Texto citado:
******************************

De modo que, en lugar de ceder a la retórica cristiana de la culpa y el perdón, o a la historia nacionalista del agravio, las poblaciones indígenas tienden a dirigir su atención y energía a las condiciones actuales y futuras de vida. Problemas concretos, casos cercanos: construcción de presas, extracción minera, aerogeneradores de energía, tala de bosques, trabajos extenuantes, salarios de hambre y un tristemente largo etcétera. Es precisamente esa realidad política cotidiana la que ocultan los grandes gestos indigenistas. Y cuanto peor se vuelve la vida indígena, más se intensifican los gestos y más grandilocuente se vuelve la retórica.

Erigir un monumento a “la mujer indígena” (siempre en singular, siempre unánime) posee el mismo sentido o sinsentido que levantar un monumento a “la madre”. No está dirigido a nadie en concreto y para nada en particular, excepto quizás a exaltar el sufrimiento y el estoicismo como virtud. Es una abstracción que no compromete a nada. En lugar de una celebración sin consecuencias ¿no sería preferible exigir consecuencia en los hechos? Un monumento así, se dice, tiene la función de “dar voz” a la mujer indígena. Pero no da voz a las jornaleras mixtecas que trabajan en los campos de Sinaloa o, para el caso, a las “marías” mazahuas que pedirán limosna en el semáforo de ese mismo monumento.

La instrumentalización indigenista convierte a las poblaciones indígenas en convidados de piedra. Culturas extraordinariamente diversas y complejas quedan reducidas a una categoría genérica y unificada susceptible de ser empleada en beneficio de cualquier causa o maniobra política. Movilizada en escenarios estereotipados donde unos supuestos representantes indígenas se limitan esencialmente a entregar su supuesta autoridad a los funcionarios de gobierno y de paso realizan algún acto folklórico –un folklore también genérico, impostado, de mal gusto– como una “limpia” al magistrado de turno. Lo que delata esa utilización ilegítima es una falta de respeto.

Josep Maria Fradera ha dicho que la retórica del perdón solo tiene sentido cuando se refiere a realidades inmediatas, reconocibles, que se prolongan hasta el presente, y que puedan tener además una efecto jurídico-penal. Probablemente tiene razón. Pero me parece que hay algo más implicado aquí. La idea de culpa y perdón responde a un esquema cristiano de confesión, que proporciona consuelo y satisfacción, y de paso cancela diestramente la cuestión de la responsabilidad. La asunción de culpa está dirigida a exonerar al culpable mediante el perdón. (Quizá no sea casual que el primero en pedir perdón a los indígenas de Canadá fuera el Consejo General de Iglesias del país, como tampoco que se produzca en países mayoritariamente protestantes donde el sentimiento de culpa es más severo.) Lo que necesitamos, pues, no son peticiones de perdón, o al menos eso no es esencial. Lo esencial es el reconocimiento de las obligaciones contraídas con las poblaciones amerindias. Y saber que esas obligaciones implican una relación distinta sobre bases también nuevas con los actuales indígenas del continente.

******************************

Sección de datos:
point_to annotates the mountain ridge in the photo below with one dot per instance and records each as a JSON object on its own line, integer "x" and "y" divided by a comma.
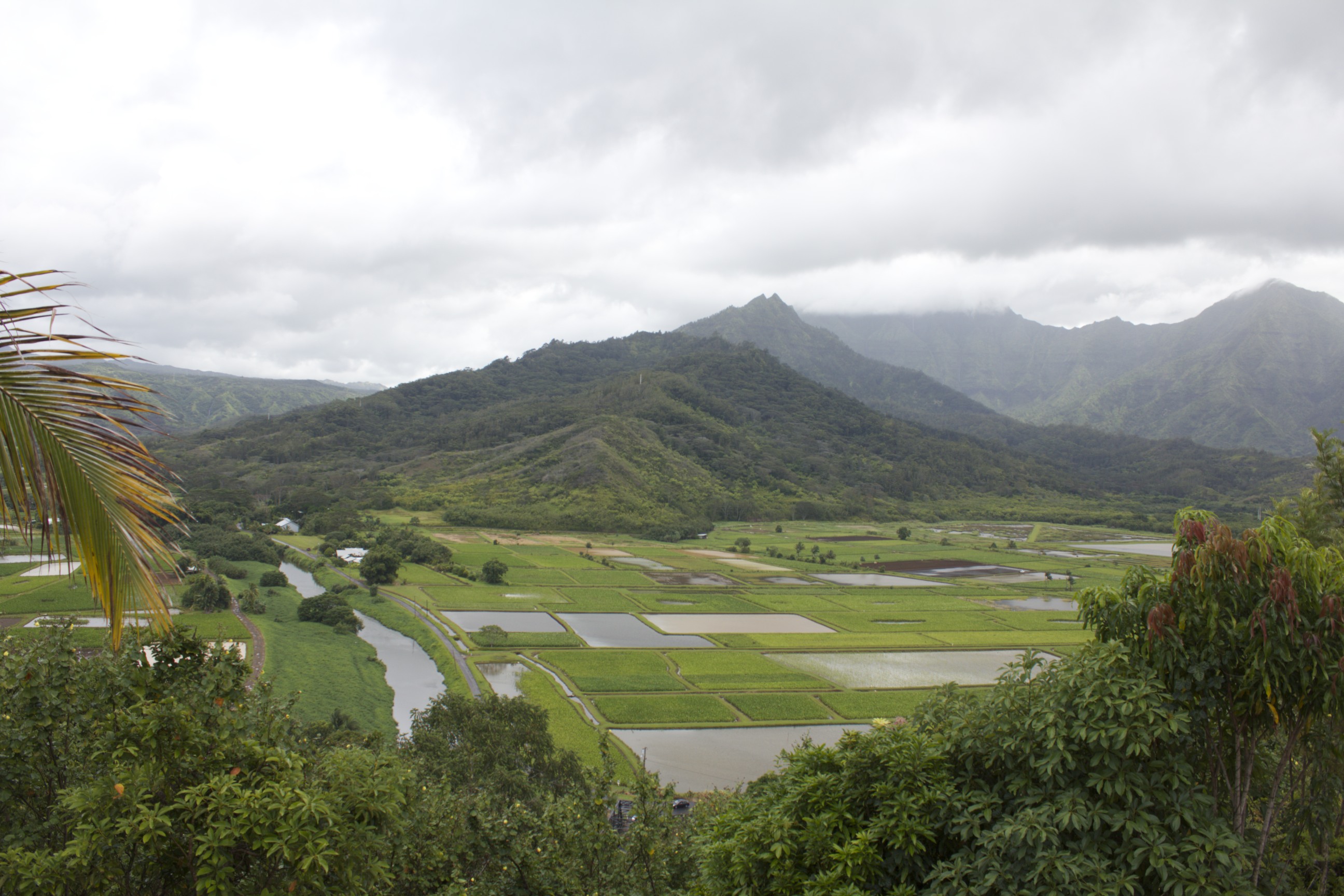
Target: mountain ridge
{"x": 1256, "y": 370}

******************************

Tarea breve A: Cambia "funcionarios" por "servidores públicos" en el texto citado y reprodúcelo desde las palabras "La instrumentalización indigenista" hasta las palabras "falta de respeto.", inclusive.
Tarea breve B: Según el texto citado, ¿quién fue el primero en pedir perdón a los indígenas de Canadá?
Tarea breve C: Retoma el texto citado sobre el indigenismo y continúalo a partir de su última frase.

Respuesta A:
La instrumentalización indigenista convierte a las poblaciones indígenas en convidados de piedra. Culturas extraordinariamente diversas y complejas quedan reducidas a una categoría genérica y unificada susceptible de ser empleada en beneficio de cualquier causa o maniobra política. Movilizada en escenarios estereotipados donde unos supuestos representantes indígenas se limitan esencialmente a entregar su supuesta autoridad a los servidores públicos de gobierno y de paso realizan algún acto folklórico –un folklore también genérico, impostado, de mal gusto– como una “limpia” al magistrado de turno. Lo que delata esa utilización ilegítima es una falta de respeto.

Respuesta B: El Consejo General de Iglesias del país.

Respuesta C:
El término clave de esa nueva relación es “respeto”. En numerosas lenguas indígenas americanas la expresión para designar una relación adecuada y recíproca es traducida al español por los mismos indígenas como “respeto”. Las reivindicaciones indígenas a lo largo de América Latina están consteladas por esa palabra: “queremos respeto”, “que nos respeten los gobiernos”, “respeto para nuestros derechos, para la selva, la tierra, la lengua…”. En lengua tzeltal la expresión es ich’el ta muk’, recibir algo con grandeza, agrado y mutuamente, como se recibe un esposo o esposa. El respeto, pues, no es una cualidad dada de antemano, sino que debe construirse en la misma relación. Como dice la famosa canción de Aretha Franklin: “R-E-S-P-E-C-T. Find out what it means to me…”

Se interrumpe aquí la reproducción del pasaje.